Text for analysis >>
▬▬▬
The first thing I plan to do with my week off is to catch up on some sleep - no more late-night feedings, no real reason to be up early and no one around to be jealous of my daytime napping.  No scheduled meal times and no need to pack Megan's lunch each day...  As liberating as all that seems, being a stay-at-home-dad without the family does make life rather empty.  

Of course, taking care of the puppy is now my first priority, but looking after him is quite simple - we're both fairly low maintenance and easily kept occupied.  So what else am I going to with all this new free time?  
Firstly, I now find myself with so much energy, so it's off to the gym and rugby practice.  Secondly, time to prepare something meaty for whenever I'm hungry, and to tee up some mindless action movies and video games.  Also on our hit list is moving Ava's stuff into our spare room...  A big milestone in her tiny little life, but hopefully one she'll get used to sooner rather than later, and something that will mean more sleep for everyone after my girls return.
▬▬▬
Excerpted data >>
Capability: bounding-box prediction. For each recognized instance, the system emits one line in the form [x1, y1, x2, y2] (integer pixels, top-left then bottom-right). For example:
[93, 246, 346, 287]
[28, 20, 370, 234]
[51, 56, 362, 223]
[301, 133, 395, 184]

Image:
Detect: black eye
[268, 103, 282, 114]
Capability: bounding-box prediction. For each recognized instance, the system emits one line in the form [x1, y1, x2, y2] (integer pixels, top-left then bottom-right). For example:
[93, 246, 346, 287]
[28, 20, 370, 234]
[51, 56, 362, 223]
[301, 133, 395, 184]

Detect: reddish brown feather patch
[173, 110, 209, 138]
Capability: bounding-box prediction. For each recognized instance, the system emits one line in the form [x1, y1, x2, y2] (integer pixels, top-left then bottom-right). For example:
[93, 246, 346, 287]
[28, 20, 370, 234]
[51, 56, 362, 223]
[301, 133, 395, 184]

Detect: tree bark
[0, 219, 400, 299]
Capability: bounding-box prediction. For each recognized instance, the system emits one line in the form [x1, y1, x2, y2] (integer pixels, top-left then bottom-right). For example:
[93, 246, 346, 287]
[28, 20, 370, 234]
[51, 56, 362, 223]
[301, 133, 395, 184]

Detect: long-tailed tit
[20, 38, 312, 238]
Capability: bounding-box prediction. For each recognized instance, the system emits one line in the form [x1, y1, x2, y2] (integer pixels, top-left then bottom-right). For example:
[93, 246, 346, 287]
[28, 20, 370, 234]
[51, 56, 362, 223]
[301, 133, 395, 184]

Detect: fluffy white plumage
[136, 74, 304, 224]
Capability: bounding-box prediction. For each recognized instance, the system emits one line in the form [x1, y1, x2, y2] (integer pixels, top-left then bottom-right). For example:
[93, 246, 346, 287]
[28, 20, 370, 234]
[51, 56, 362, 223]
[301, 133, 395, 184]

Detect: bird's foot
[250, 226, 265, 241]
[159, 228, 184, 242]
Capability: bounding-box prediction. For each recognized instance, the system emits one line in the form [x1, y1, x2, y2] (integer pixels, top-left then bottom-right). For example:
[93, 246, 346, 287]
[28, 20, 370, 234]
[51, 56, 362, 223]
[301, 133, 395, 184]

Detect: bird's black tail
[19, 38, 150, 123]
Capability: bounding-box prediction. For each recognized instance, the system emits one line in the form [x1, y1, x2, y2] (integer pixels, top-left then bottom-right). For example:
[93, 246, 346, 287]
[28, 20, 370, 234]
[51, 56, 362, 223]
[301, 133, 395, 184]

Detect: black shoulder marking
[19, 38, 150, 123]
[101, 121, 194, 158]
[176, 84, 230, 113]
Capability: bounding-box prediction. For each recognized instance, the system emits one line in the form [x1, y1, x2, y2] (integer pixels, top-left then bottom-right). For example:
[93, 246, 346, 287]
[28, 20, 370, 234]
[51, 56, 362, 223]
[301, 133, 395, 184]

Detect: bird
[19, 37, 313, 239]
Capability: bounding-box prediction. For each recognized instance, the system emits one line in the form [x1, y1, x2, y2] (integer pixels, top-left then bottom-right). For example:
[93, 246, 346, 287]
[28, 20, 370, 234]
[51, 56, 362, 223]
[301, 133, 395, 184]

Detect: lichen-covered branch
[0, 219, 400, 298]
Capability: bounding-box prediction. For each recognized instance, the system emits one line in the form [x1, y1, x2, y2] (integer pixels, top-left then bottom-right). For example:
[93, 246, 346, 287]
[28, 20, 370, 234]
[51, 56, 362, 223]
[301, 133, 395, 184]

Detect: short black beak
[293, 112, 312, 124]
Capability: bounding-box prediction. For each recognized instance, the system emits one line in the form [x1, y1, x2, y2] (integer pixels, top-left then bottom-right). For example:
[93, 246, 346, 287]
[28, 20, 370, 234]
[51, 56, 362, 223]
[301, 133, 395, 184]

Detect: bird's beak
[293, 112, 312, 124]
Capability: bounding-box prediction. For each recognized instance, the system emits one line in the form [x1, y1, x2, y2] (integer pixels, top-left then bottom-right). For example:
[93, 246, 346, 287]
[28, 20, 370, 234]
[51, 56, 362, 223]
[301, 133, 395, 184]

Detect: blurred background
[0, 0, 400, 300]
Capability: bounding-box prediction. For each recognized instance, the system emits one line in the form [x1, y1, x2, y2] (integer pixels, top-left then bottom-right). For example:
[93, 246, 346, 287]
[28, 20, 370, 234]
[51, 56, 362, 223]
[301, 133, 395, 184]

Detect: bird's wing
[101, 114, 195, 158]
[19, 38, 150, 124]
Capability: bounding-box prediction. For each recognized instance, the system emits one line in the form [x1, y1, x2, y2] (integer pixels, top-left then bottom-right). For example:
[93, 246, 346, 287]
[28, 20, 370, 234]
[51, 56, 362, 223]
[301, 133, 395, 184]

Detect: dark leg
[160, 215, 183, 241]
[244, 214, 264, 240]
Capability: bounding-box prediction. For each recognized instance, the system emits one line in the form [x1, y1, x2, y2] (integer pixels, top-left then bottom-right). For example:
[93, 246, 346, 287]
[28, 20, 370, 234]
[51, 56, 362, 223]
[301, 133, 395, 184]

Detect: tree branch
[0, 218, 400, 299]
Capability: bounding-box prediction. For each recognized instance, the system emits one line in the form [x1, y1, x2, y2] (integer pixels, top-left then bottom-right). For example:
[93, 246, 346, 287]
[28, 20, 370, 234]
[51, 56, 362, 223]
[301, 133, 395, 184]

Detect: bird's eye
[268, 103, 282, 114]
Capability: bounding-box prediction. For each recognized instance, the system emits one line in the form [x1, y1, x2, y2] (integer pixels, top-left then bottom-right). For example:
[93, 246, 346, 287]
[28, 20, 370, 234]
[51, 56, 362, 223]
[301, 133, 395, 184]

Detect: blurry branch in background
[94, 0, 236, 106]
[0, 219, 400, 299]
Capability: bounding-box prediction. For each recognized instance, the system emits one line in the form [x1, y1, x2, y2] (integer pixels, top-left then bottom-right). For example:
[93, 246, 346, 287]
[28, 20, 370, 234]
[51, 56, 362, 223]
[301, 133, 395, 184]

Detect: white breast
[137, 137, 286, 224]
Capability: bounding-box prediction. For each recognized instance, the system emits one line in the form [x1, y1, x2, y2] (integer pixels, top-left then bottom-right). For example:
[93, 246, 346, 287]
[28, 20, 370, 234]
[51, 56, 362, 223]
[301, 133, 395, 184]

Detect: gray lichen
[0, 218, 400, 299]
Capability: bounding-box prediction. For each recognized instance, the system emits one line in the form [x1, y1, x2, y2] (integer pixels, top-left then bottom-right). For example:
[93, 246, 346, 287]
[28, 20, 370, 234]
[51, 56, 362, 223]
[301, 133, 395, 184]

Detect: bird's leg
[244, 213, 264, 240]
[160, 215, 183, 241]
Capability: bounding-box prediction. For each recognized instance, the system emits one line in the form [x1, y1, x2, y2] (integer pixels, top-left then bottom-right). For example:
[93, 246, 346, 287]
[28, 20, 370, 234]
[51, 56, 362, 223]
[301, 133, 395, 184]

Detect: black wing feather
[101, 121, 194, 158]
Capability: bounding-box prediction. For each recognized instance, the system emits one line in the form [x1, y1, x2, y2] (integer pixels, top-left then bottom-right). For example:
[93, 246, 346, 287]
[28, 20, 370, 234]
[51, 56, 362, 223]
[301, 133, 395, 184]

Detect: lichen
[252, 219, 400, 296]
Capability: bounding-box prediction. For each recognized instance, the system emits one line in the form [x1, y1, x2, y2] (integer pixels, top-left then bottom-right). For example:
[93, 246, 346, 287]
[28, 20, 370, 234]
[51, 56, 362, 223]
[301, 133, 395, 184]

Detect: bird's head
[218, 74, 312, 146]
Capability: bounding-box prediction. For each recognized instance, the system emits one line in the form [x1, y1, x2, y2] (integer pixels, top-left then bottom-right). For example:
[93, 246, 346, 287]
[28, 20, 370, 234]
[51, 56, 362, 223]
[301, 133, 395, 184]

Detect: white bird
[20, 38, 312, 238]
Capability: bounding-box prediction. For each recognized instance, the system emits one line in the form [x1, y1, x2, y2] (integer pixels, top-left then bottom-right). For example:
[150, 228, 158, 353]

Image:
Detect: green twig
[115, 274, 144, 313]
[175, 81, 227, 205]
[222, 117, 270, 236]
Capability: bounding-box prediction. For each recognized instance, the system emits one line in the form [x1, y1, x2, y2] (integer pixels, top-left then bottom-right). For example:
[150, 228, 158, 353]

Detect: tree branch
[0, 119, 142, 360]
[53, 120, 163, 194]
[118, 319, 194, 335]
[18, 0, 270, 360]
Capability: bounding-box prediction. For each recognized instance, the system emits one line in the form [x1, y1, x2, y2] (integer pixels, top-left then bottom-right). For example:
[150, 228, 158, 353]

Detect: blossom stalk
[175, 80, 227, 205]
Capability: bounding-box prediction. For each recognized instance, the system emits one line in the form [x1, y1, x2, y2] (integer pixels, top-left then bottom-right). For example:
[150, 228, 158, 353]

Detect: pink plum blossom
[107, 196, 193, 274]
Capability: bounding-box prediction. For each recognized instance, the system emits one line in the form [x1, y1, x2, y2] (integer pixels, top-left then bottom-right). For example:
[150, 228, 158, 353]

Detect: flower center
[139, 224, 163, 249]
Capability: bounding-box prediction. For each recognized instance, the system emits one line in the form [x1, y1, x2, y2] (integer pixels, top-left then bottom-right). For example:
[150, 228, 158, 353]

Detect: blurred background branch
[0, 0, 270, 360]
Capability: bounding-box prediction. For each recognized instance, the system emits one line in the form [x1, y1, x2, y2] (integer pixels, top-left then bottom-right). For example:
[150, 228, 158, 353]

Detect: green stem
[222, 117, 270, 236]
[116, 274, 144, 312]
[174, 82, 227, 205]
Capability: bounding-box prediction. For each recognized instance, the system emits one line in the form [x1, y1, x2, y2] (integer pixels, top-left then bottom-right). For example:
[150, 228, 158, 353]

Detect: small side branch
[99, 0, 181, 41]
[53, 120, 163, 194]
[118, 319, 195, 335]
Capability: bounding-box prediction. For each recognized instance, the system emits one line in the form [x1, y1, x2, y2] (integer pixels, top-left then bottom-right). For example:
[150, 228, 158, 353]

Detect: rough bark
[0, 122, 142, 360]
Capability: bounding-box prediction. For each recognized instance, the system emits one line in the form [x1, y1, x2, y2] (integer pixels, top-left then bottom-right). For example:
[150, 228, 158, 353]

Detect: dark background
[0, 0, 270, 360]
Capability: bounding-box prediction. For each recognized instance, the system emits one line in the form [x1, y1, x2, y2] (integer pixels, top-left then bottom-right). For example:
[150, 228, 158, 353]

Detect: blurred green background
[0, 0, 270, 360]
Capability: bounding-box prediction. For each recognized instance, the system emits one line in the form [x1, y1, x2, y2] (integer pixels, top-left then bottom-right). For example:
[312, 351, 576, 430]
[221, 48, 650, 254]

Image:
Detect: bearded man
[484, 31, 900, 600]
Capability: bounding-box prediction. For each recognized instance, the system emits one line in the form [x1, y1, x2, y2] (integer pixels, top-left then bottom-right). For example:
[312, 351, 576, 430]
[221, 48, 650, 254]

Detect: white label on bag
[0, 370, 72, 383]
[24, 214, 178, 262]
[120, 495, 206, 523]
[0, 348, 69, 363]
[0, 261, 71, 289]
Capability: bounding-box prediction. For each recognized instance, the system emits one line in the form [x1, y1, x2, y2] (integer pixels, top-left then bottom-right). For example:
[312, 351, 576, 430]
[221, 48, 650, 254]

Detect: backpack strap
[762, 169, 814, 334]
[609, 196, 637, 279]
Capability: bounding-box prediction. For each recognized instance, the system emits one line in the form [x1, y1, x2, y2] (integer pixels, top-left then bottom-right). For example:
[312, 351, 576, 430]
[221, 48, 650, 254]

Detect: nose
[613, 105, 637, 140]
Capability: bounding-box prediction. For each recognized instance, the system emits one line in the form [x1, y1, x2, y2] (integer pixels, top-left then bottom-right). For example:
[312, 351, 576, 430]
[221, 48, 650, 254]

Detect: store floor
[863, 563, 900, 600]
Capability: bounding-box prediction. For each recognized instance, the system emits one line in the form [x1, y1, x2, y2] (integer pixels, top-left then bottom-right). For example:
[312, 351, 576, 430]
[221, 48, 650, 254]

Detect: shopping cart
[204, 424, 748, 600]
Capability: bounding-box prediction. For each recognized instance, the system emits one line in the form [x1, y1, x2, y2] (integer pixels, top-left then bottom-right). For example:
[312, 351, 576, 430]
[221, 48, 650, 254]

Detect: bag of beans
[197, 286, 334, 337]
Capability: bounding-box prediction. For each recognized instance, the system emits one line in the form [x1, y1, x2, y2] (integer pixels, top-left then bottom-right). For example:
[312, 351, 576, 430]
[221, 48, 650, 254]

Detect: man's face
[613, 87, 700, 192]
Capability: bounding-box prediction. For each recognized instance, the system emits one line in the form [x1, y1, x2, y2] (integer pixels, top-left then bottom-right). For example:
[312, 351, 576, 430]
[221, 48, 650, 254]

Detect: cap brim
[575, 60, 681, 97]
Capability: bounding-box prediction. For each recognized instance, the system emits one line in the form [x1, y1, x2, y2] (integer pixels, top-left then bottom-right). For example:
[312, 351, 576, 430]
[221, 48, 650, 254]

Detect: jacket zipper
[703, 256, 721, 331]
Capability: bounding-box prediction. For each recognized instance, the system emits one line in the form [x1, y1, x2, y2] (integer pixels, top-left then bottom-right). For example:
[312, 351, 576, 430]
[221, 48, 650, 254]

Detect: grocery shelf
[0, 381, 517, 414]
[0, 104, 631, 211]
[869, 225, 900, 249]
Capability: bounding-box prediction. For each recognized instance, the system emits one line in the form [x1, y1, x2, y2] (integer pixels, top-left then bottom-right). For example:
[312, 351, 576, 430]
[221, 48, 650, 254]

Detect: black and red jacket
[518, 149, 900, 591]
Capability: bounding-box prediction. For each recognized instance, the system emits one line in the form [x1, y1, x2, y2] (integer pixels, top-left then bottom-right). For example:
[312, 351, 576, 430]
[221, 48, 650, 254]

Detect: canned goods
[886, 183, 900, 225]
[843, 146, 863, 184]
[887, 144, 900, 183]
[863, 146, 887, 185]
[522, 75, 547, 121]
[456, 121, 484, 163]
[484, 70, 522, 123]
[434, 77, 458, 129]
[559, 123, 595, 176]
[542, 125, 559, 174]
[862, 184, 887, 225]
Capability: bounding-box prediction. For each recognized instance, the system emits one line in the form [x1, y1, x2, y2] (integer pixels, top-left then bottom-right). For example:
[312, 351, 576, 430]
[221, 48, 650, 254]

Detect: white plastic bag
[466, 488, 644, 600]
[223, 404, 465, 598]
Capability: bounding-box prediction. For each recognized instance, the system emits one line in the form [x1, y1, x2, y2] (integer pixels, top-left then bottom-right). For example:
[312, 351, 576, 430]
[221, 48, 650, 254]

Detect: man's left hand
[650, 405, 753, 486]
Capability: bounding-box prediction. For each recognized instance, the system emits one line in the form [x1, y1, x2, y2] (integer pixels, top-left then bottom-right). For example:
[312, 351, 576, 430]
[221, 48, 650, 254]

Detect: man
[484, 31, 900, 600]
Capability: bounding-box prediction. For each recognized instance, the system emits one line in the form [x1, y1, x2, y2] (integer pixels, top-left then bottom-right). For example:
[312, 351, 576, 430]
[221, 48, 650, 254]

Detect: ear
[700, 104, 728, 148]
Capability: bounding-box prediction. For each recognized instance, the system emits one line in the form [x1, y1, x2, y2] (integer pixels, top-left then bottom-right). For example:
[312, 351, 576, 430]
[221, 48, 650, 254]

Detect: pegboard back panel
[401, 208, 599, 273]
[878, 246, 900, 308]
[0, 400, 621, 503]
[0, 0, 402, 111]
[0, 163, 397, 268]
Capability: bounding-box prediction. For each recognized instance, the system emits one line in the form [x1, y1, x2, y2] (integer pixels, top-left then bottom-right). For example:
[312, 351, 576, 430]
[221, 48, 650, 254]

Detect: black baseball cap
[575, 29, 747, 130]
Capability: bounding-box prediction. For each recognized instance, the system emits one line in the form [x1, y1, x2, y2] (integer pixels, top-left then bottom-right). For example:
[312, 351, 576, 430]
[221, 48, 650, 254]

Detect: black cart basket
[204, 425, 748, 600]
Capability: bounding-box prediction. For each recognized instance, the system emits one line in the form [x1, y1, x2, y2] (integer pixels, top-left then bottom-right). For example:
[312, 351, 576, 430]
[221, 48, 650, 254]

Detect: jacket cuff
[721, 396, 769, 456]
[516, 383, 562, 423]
▬▬▬
Your tasks >>
a) In the post about the week off, what is the first thing the writer plans to do?
b) Write a continuation of the post about the week off, picking up after its final sentence.

Responses in order >>
a) Catch up on some sleep.

b)
So in my newly discovered freedom I'll be doing all I can to keep myself as busy as I can, and not because I resented all the pink that used to adorn the apartment when they were around and needed to reinstate some manliness, but because secretly I miss them both incredibly, and now that Bruce and I are on our own, we have absolutely no idea what to do with ourselves.  I never thought that I would feel such an enormous hole in my life without them around, especially for such a short time, so in all honestly I'll probably spend most of my week off just waiting for them to get back.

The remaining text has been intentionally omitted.